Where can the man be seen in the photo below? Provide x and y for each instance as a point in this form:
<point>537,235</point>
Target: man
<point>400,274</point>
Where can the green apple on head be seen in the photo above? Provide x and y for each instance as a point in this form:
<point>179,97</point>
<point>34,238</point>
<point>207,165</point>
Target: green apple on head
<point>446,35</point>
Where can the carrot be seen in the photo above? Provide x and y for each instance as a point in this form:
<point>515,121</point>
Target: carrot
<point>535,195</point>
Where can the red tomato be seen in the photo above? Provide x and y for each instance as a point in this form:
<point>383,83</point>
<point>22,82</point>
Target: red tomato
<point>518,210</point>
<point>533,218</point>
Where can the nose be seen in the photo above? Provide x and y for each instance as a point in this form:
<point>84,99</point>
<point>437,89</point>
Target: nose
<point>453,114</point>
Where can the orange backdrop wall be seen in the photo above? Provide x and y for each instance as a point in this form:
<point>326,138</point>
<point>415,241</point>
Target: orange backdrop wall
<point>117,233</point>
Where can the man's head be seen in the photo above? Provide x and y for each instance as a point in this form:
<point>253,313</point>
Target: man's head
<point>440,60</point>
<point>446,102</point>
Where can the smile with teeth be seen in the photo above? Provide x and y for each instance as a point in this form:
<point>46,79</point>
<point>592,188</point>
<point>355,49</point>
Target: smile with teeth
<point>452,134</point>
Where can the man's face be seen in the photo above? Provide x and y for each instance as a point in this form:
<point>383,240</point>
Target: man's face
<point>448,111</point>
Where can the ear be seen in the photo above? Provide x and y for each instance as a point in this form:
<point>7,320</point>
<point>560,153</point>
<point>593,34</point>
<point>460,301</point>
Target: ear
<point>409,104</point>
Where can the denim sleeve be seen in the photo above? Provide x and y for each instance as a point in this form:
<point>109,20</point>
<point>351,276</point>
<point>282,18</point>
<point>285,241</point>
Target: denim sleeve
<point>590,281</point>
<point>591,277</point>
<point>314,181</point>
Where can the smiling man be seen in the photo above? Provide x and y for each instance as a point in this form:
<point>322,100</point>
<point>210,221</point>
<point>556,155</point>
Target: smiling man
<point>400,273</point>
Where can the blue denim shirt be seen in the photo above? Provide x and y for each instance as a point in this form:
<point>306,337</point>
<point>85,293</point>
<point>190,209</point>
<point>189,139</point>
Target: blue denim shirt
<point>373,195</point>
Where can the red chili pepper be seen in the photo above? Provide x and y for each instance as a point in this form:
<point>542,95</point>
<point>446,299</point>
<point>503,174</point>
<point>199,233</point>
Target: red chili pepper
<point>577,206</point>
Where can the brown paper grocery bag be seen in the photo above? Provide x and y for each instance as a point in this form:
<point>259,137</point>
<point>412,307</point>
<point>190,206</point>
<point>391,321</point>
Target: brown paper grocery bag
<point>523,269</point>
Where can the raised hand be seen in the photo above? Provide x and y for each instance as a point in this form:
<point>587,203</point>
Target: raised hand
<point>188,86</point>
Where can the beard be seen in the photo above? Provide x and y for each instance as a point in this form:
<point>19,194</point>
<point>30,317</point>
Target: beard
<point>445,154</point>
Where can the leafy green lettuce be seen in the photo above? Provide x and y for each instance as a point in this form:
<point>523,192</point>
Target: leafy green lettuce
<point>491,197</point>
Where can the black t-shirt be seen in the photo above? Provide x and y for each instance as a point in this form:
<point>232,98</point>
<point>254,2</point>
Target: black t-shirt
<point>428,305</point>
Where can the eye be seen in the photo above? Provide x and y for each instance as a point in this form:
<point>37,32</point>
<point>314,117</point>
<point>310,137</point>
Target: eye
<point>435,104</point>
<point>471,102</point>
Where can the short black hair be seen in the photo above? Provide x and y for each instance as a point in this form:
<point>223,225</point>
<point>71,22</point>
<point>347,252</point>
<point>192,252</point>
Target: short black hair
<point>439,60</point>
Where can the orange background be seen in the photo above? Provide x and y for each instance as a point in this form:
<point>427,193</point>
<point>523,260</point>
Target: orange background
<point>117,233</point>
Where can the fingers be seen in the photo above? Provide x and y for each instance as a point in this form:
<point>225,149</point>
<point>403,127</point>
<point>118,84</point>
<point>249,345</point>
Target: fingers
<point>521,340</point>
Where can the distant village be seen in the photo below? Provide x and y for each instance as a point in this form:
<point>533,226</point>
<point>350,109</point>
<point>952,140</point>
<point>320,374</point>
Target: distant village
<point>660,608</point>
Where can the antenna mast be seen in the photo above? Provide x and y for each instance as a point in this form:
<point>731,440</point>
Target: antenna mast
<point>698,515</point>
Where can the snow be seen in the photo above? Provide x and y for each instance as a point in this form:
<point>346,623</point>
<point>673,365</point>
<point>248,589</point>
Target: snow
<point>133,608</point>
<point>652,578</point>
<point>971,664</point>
☆ ☆ ☆ ☆
*WORK REQUIRED:*
Print the listing above in full, exactly as it is.

*RESULT FOR THIS TASK:*
Where can the man be seen in the photo below? Provide x and y for each instance as a point in this form:
<point>537,235</point>
Target: man
<point>400,274</point>
Where can the green apple on head be seen in the photo above? Provide x and y for each instance as a point in this form:
<point>179,97</point>
<point>34,238</point>
<point>207,165</point>
Target: green apple on head
<point>446,35</point>
Where can the carrot be seen in the photo above? Provide x and y for each instance as a point in this form:
<point>515,121</point>
Target: carrot
<point>535,195</point>
Where can the red tomato be seen in the photo above? Provide x and y for each instance as a point in this form:
<point>383,83</point>
<point>22,82</point>
Target: red tomato
<point>518,210</point>
<point>533,218</point>
Where can the nose be seen in the photo above? Provide x and y for each instance as a point in this form:
<point>84,99</point>
<point>437,89</point>
Target: nose
<point>453,114</point>
Where can the orange backdrop wall be seen in the photo above? Provide x and y for each instance as a point in this form:
<point>326,138</point>
<point>415,241</point>
Target: orange backdrop wall
<point>117,233</point>
Where can the man's head be seen in the photo above? Provide x and y for each instance as a point in this form:
<point>253,313</point>
Target: man's head
<point>440,60</point>
<point>446,102</point>
Where can the smile with teeth be seen in the photo above? Provide x and y for each instance as a point in this form:
<point>46,79</point>
<point>592,188</point>
<point>355,49</point>
Target: smile with teeth
<point>452,134</point>
Where can the man's face be seen in the photo above? Provide x and y for each instance as a point in this form:
<point>383,240</point>
Target: man's face
<point>448,111</point>
Where can the ear be seen in the photo above? Provide x and y for each instance as a point in this form:
<point>7,320</point>
<point>560,153</point>
<point>593,34</point>
<point>460,301</point>
Target: ear
<point>409,104</point>
Where can the denim sleeve be seen in the photo above? Provide x and y for each instance as a point in this form:
<point>109,20</point>
<point>351,276</point>
<point>282,18</point>
<point>285,241</point>
Target: denim sleeve
<point>590,281</point>
<point>591,277</point>
<point>314,181</point>
Where can the smiling man be seen in the photo above? Provide x and y for each instance as a point in this form:
<point>322,100</point>
<point>210,221</point>
<point>556,155</point>
Target: smiling man
<point>400,273</point>
Where can the blue denim shirt be seen in the photo above? Provide x and y for each instance as a point in this form:
<point>306,337</point>
<point>85,293</point>
<point>190,209</point>
<point>189,139</point>
Target: blue denim shirt
<point>373,195</point>
Where can the red chili pepper be seen in the photo above? Provide x and y for each instance as a point in this form:
<point>542,95</point>
<point>446,299</point>
<point>503,174</point>
<point>199,233</point>
Target: red chili pepper
<point>577,206</point>
Where can the brown paper grocery bag be seen in the photo above? Provide x and y for each instance as a point in this form:
<point>259,137</point>
<point>412,307</point>
<point>190,206</point>
<point>391,321</point>
Target: brown paper grocery bag
<point>523,269</point>
Where can the raised hand be seen in the photo above? Provide x and y for each instance as a point in this form:
<point>587,203</point>
Target: raised hand
<point>188,86</point>
Where can the beard be seen in the photo above? Provide x and y for each instance as a point in this form:
<point>19,194</point>
<point>30,317</point>
Target: beard
<point>445,154</point>
Where can the leafy green lettuce be seen in the photo above? Provide x and y for each instance as a point in this form:
<point>523,192</point>
Target: leafy green lettuce
<point>491,197</point>
Where can the black t-shirt be seen in the photo above? Provide x and y for each instance as a point in this form:
<point>232,98</point>
<point>254,2</point>
Target: black t-shirt
<point>428,305</point>
Where can the eye be seen in the photo above? Provide x and y for each instance as a point in this form:
<point>37,32</point>
<point>314,117</point>
<point>310,137</point>
Target: eye
<point>435,104</point>
<point>471,102</point>
Where can the short black hair be seen in the photo above? Provide x and y for each instance as a point in this form:
<point>223,225</point>
<point>71,22</point>
<point>347,252</point>
<point>192,252</point>
Target: short black hair
<point>439,60</point>
Where can the orange background be seen in the photo above? Provide x and y for each instance as a point in this form:
<point>427,193</point>
<point>523,260</point>
Target: orange background
<point>117,233</point>
Where can the fingers be seen in the photo above? Provide x and y for each instance as a point in this form:
<point>225,149</point>
<point>403,127</point>
<point>118,84</point>
<point>249,345</point>
Target: fingers
<point>521,340</point>
Where can the distant village be seen in the photo below? Provide x and y for each instance as a point in this form:
<point>533,226</point>
<point>350,109</point>
<point>952,140</point>
<point>320,374</point>
Target: distant village
<point>660,608</point>
Where can the antenna mast be seen in the photo above? Provide x and y for each instance as a point in this form:
<point>731,440</point>
Target: antenna mast
<point>698,515</point>
Where can the snow be seen in the photo above? Provide x and y for each instance as a point in this form:
<point>346,623</point>
<point>673,365</point>
<point>248,589</point>
Target: snow
<point>133,608</point>
<point>652,578</point>
<point>971,664</point>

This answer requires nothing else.